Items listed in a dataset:
——————

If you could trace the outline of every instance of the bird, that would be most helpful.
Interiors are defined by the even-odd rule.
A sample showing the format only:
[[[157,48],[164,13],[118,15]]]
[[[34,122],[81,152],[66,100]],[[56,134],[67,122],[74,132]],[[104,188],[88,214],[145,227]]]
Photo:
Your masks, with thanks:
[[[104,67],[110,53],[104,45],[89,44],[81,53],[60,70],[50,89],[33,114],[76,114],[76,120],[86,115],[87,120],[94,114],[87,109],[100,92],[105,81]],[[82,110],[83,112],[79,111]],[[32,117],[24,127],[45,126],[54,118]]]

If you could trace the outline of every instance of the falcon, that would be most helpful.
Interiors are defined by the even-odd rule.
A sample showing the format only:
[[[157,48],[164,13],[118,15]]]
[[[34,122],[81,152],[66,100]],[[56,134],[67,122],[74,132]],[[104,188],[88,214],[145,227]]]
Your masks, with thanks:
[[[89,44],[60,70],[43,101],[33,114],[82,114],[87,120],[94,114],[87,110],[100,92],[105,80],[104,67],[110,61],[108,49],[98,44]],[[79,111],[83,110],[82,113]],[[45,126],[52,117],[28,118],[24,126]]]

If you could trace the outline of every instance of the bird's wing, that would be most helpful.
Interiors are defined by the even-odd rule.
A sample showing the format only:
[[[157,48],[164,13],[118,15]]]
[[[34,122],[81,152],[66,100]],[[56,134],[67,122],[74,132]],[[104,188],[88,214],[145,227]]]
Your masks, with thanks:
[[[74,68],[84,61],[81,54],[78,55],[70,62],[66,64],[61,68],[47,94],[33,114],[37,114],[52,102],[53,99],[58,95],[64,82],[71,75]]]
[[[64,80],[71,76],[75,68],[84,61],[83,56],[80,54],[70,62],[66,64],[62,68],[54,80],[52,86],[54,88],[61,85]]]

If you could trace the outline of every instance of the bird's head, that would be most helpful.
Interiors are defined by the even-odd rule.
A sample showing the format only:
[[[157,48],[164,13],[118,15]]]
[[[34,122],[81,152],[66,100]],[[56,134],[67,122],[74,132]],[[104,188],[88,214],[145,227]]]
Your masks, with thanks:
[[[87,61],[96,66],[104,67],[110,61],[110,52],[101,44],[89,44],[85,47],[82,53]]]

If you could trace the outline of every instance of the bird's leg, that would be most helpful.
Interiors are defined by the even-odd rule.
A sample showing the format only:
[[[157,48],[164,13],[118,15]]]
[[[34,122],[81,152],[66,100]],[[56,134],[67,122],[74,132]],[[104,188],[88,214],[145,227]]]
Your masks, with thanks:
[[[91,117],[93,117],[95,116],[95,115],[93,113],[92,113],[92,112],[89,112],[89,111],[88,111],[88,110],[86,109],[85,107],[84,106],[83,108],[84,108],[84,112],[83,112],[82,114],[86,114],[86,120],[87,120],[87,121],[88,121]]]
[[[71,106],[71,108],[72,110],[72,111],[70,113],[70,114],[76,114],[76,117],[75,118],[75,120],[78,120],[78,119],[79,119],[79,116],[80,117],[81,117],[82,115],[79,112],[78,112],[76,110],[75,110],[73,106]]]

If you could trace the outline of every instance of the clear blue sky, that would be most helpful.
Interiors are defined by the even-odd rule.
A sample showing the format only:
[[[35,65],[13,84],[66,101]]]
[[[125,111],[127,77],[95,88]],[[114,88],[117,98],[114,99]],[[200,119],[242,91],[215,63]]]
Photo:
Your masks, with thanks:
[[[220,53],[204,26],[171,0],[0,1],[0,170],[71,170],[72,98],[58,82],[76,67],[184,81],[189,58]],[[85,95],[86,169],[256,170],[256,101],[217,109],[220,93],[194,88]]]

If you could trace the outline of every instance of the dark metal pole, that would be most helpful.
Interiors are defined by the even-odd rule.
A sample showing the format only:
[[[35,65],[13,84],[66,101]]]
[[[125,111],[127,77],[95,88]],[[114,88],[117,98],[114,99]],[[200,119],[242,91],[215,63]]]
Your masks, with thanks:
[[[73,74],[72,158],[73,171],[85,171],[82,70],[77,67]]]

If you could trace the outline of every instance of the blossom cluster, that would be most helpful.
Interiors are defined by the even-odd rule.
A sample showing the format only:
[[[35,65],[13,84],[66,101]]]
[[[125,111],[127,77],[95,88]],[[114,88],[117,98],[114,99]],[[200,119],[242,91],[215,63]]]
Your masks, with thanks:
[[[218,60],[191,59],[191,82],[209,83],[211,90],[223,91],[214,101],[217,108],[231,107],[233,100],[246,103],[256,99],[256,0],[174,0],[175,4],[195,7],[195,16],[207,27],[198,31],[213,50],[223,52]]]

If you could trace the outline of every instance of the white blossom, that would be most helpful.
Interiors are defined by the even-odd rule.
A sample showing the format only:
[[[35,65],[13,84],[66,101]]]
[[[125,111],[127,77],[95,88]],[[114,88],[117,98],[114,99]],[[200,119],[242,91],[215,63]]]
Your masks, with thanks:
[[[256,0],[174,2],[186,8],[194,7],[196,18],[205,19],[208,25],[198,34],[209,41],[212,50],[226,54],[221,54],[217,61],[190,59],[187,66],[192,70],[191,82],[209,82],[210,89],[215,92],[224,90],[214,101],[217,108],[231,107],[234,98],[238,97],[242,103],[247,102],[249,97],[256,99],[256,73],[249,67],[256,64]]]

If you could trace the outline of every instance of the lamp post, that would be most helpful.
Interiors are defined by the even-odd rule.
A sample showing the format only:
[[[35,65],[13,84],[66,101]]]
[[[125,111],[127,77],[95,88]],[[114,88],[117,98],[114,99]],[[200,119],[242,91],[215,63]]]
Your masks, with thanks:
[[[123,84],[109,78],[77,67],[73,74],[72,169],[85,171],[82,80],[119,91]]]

——————

■ **Task**:
Can you turn the data above into a Markdown table with the columns n and Line, where n numbers each row and Line holds one line, leaving out blank lines?

■ **Exercise response**:
| n | Line |
|---|---|
| 1 | If you could trace the outline of every instance of the bird, that would be most helpful. |
| 2 | Interiors are defined by the even-odd rule. |
| 3 | A sample showing the format only: |
| 4 | [[[157,48],[164,13],[118,15]]] |
| 5 | [[[34,122],[81,152],[66,100]],[[56,134],[67,122],[74,132]],[[104,188],[88,214],[145,227]]] |
| 6 | Photo: |
| 7 | Your masks, with thanks: |
| 8 | [[[104,67],[110,53],[104,45],[89,44],[81,53],[60,70],[50,89],[33,114],[76,114],[76,120],[86,115],[87,120],[94,114],[87,109],[100,92],[105,81]],[[82,110],[83,112],[79,111]],[[32,117],[24,127],[45,126],[54,118]]] |
| 9 | If you could trace the outline of every instance of the falcon, that would be most helpful. |
| 10 | Interiors are defined by the even-odd rule. |
| 11 | A sample showing the format only: |
| 12 | [[[157,48],[164,13],[118,15]]] |
| 13 | [[[34,122],[81,152],[66,100]],[[56,134],[67,122],[74,132]],[[104,188],[88,214],[145,227]]] |
| 14 | Your masks, with thanks: |
| 15 | [[[89,44],[60,70],[43,101],[33,114],[82,114],[87,120],[94,114],[87,110],[100,92],[105,80],[104,67],[110,61],[108,49],[98,44]],[[79,111],[83,110],[82,113]],[[45,126],[52,117],[28,118],[24,126]]] |
| 16 | If you could trace the outline of every instance of the bird's wing, that would be most helpful. |
| 17 | Interiors are defined by the even-odd rule. |
| 18 | A sample showing the format only: |
| 19 | [[[157,48],[164,13],[118,15]]] |
| 20 | [[[34,122],[81,152],[66,100]],[[56,134],[67,122],[74,132]],[[104,188],[88,214],[145,227]]] |
| 21 | Your masks, with thanks: |
| 22 | [[[74,68],[84,61],[81,54],[78,55],[70,62],[66,64],[61,68],[47,94],[33,114],[37,114],[52,102],[53,99],[58,95],[64,82],[71,75]]] |
| 23 | [[[64,80],[71,76],[75,68],[84,61],[83,56],[80,54],[70,62],[66,64],[62,68],[54,80],[52,86],[54,88],[61,85]]] |
| 24 | If you could trace the outline of every instance of the bird's head, that would be most helpful. |
| 25 | Interiors are defined by the even-odd rule. |
| 26 | A sample showing the format only: |
| 27 | [[[157,48],[164,13],[118,15]]] |
| 28 | [[[34,122],[81,152],[66,100]],[[56,134],[67,122],[74,132]],[[104,188],[88,214],[145,227]]] |
| 29 | Your masks, with thanks: |
| 30 | [[[87,61],[96,66],[104,67],[110,61],[110,52],[101,44],[89,44],[85,47],[82,53]]] |
| 31 | If you could trace the outline of every instance of the bird's leg, that would be most helpful. |
| 32 | Interiors are defined by the even-odd rule. |
| 33 | A sample showing the format only: |
| 34 | [[[157,48],[164,13],[118,15]]] |
| 35 | [[[34,122],[81,152],[66,100]],[[56,134],[67,122],[74,132]],[[104,188],[88,214],[145,227]]] |
| 36 | Your masks, with thanks: |
| 37 | [[[91,117],[93,117],[95,116],[95,115],[93,113],[92,113],[92,112],[89,112],[89,111],[88,111],[88,110],[86,109],[85,107],[84,106],[83,108],[84,108],[84,112],[83,112],[82,114],[86,114],[86,120],[87,120],[87,121],[88,121]]] |
| 38 | [[[71,106],[71,108],[72,110],[72,111],[70,113],[70,114],[76,114],[76,117],[75,118],[75,120],[78,120],[78,119],[79,119],[79,116],[80,117],[81,117],[82,115],[79,112],[78,112],[76,110],[75,110],[73,106]]] |
| 39 | If you could trace the outline of every instance of the clear blue sky, that would be most helpful. |
| 40 | Interiors are defined by the even-odd rule. |
| 41 | A sample showing the format only: |
| 42 | [[[35,65],[13,84],[66,101]]] |
| 43 | [[[125,111],[127,77],[95,88]],[[114,88],[117,98],[114,99]],[[200,119],[242,91],[215,63]]] |
| 44 | Photo: |
| 45 | Your masks, with thanks: |
| 46 | [[[220,53],[204,26],[171,0],[0,1],[0,170],[71,170],[72,98],[58,82],[76,67],[184,81],[189,58]],[[85,95],[86,169],[256,170],[256,101],[217,109],[220,93],[194,88]]] |
| 47 | If you could trace the outline of every instance of the dark metal pole, that would be most helpful. |
| 48 | Interiors are defined by the even-odd rule. |
| 49 | A sample showing the format only: |
| 50 | [[[35,65],[13,84],[66,101]]] |
| 51 | [[[125,111],[127,77],[95,88]],[[114,88],[117,98],[114,99]],[[200,119],[242,91],[215,63]]] |
| 52 | Your masks, with thanks: |
| 53 | [[[73,74],[72,158],[73,171],[85,171],[82,70],[77,67]]] |
| 54 | If you could trace the outline of every instance of the blossom cluster, that would be most helpful. |
| 55 | Interiors are defined by the even-odd rule. |
| 56 | A sample showing the format only: |
| 57 | [[[35,65],[13,84],[66,101]]] |
| 58 | [[[125,111],[127,77],[95,88]],[[114,88],[117,98],[114,99]],[[200,119],[242,91],[215,63]]] |
| 59 | Your masks, with thanks: |
| 60 | [[[218,60],[191,59],[191,82],[209,83],[211,90],[223,91],[214,101],[217,108],[231,107],[233,100],[246,103],[256,99],[256,0],[174,0],[175,4],[195,7],[195,16],[207,27],[198,31],[213,50],[223,52]]] |
| 61 | If you could trace the outline of every instance of the white blossom, that would be most helpful. |
| 62 | Interiors are defined by the even-odd rule. |
| 63 | A sample showing the format only: |
| 64 | [[[35,65],[13,84],[66,101]]] |
| 65 | [[[125,111],[127,77],[95,88]],[[114,88],[117,98],[114,99]],[[200,119],[242,91],[215,63]]] |
| 66 | Your masks, with thanks: |
| 67 | [[[256,0],[174,2],[186,8],[194,7],[196,18],[205,19],[208,25],[198,34],[209,41],[212,50],[226,54],[221,54],[217,61],[190,59],[187,66],[192,70],[191,82],[209,82],[210,89],[215,92],[224,90],[214,101],[217,108],[231,107],[234,98],[238,97],[242,103],[247,102],[249,97],[256,99],[256,73],[249,67],[256,64]]] |
| 68 | If you could trace the outline of every instance of the lamp post, that would be most helpful. |
| 69 | Interiors are defined by the even-odd rule. |
| 70 | A sample showing the format only: |
| 71 | [[[35,65],[13,84],[66,101]]] |
| 72 | [[[125,111],[127,77],[95,88]],[[114,88],[117,98],[114,99]],[[200,119],[242,91],[215,63]]] |
| 73 | Your masks, with thanks: |
| 74 | [[[123,84],[109,78],[77,67],[73,74],[72,169],[85,171],[82,80],[119,91]]] |